### [Page]
╔══
SUPREME COURT: WIFE'S STRIDHAN OWNERSHIP UPHELD IN LANDMARK RULING
In a significant judgment passed by the Hon’ble Supreme Court on 24.04.2024 in the case of “Mayagopinathan Vs. Anoop S.B & Anr. SLP © No.13398/2022” has held that the wife has absolute ownership of her stridhan, and same could be recovered in a civil proceedings from the husband if stridhan has been misappropriated.
FACTS OF THE CASE.
A. Marriage of the appellant and the first respondent was solemnized according to Hindu rites and customs on 4th May 2003. For both of them, it was their second marriage. While the appellant was a widow, the first respondent was a divorcee. According to the appellant, 89 sovereigns of gold were gifted to her by her family at the time of marriage. Additionally, after the wedding, the appellant’s father (“P.W.2”, hereafter) made over to the first respondent a sum of Rs. 2,00,000/- (Rupees two lakh) through a demand draft dated 26th July 2004.
B. According to the appellant, on the first night of marriage (i.e., on 4th May 2003) itself, the first respondent took custody of all her jewellry and entrusted the same to the second respondent under the garb of safekeeping. It was also the case of the appellant that all such jewellry stood misappropriated by the respondents to discharge their pre-existing financial liabilities.
C. In the course of time, owing to inter-se disputes and differences, the spouses drifted apart. In 2009, the appellant filed an original petition (O.S) no.10 of 2009 before the Family Court for the recovery of the value of jewellery, and the amount of Rs. 2,00,000/- (Rupees two lakh) which was paid by P.W.2 to the first respondent. The appellant also filed a petition for dissolution of marriage3. The respondents filed a counterclaim for Rs. 70,000/- (Rupees seventy thousand) as the value of a gold ring and gold chain which the first respondent customarily gifted to the appellant during the wedding ceremony.
╚══
### [Required tasks]
[a] Answer these from the report on the Supreme Court's stridhan ruling:
(i) On what date did the Supreme Court pass the judgment?
(ii) How many sovereigns of gold does the appellant say her family gave her at the time of marriage?
(iii) For what amount did the respondents file their counterclaim?
[b] Copy the section of the report on the Supreme Court's stridhan ruling that starts at "SUPREME COURT: WIFE'S" and ends at "OF THE CASE.".
[c] Carry on the report on the Supreme Court's stridhan ruling from the point where it stops.

### [Listed entries]
╔══
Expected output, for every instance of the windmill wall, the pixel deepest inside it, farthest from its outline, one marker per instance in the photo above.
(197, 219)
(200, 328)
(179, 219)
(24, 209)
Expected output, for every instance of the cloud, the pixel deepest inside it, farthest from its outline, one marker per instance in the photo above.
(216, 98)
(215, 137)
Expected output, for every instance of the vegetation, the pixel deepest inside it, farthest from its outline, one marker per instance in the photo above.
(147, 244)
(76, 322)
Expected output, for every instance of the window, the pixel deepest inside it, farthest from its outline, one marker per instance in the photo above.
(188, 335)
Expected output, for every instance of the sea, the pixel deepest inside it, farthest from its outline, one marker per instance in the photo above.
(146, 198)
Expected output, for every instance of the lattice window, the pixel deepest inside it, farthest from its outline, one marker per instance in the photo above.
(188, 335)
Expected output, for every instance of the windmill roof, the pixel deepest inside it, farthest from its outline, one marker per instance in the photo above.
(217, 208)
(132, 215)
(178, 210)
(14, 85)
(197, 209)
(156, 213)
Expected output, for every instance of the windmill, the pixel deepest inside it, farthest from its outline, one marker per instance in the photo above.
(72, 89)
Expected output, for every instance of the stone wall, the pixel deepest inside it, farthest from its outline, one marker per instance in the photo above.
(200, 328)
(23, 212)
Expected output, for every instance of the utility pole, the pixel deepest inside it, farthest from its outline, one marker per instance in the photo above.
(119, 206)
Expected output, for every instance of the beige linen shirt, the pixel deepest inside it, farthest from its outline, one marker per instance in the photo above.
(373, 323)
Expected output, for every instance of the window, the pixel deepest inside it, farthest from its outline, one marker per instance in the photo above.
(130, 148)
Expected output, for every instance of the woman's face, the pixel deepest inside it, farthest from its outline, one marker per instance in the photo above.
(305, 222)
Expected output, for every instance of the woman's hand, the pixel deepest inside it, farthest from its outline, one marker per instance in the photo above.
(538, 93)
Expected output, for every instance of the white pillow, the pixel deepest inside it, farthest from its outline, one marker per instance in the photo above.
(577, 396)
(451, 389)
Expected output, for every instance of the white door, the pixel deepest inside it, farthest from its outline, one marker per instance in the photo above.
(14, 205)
╚══
### [Answers for the exercise]
[a]
(i) 24.04.2024
(ii) 89 sovereigns
(iii) Rs. 70,000/- (Rupees seventy thousand)

[b]
SUPREME COURT: WIFE'S STRIDHAN OWNERSHIP UPHELD IN LANDMARK RULING
In a significant judgment passed by the Hon’ble Supreme Court on 24.04.2024 in the case of “Mayagopinathan Vs. Anoop S.B & Anr. SLP © No.13398/2022” has held that the wife has absolute ownership of her stridhan, and same could be recovered in a civil proceedings from the husband if stridhan has been misappropriated.
FACTS OF THE CASE.

[c]
D. The Family Court, vide common judgment dated 30th May 2011, held that the respondents had indeed misappropriated the appellant’s gold jewellery and that she was entitled to recoup the loss caused to her by the said misappropriation. The Family Court while allowing the appellant to recover Rs. 8,90,000/- (Rupees eight lakh ninety thousand) as the value of 89 sovereigns of gold from the respondents, also directed the first respondent to recompense to the appellant Rs. 2,00,000/- (Rupees two lakh) with 6% interest per annum from the date of institution of the proceedings till realization within 3 (three) months.
E. Additionally, the Family Court by a decree of divorce dissolved the marriage between the parties and dismissed the counterclaim of the respondents as well. The Family Court held that the ring and chain presented by the first respondent to the appellant was in the nature of a gift and the appellant could not be compelled to surrender it to the first respondent.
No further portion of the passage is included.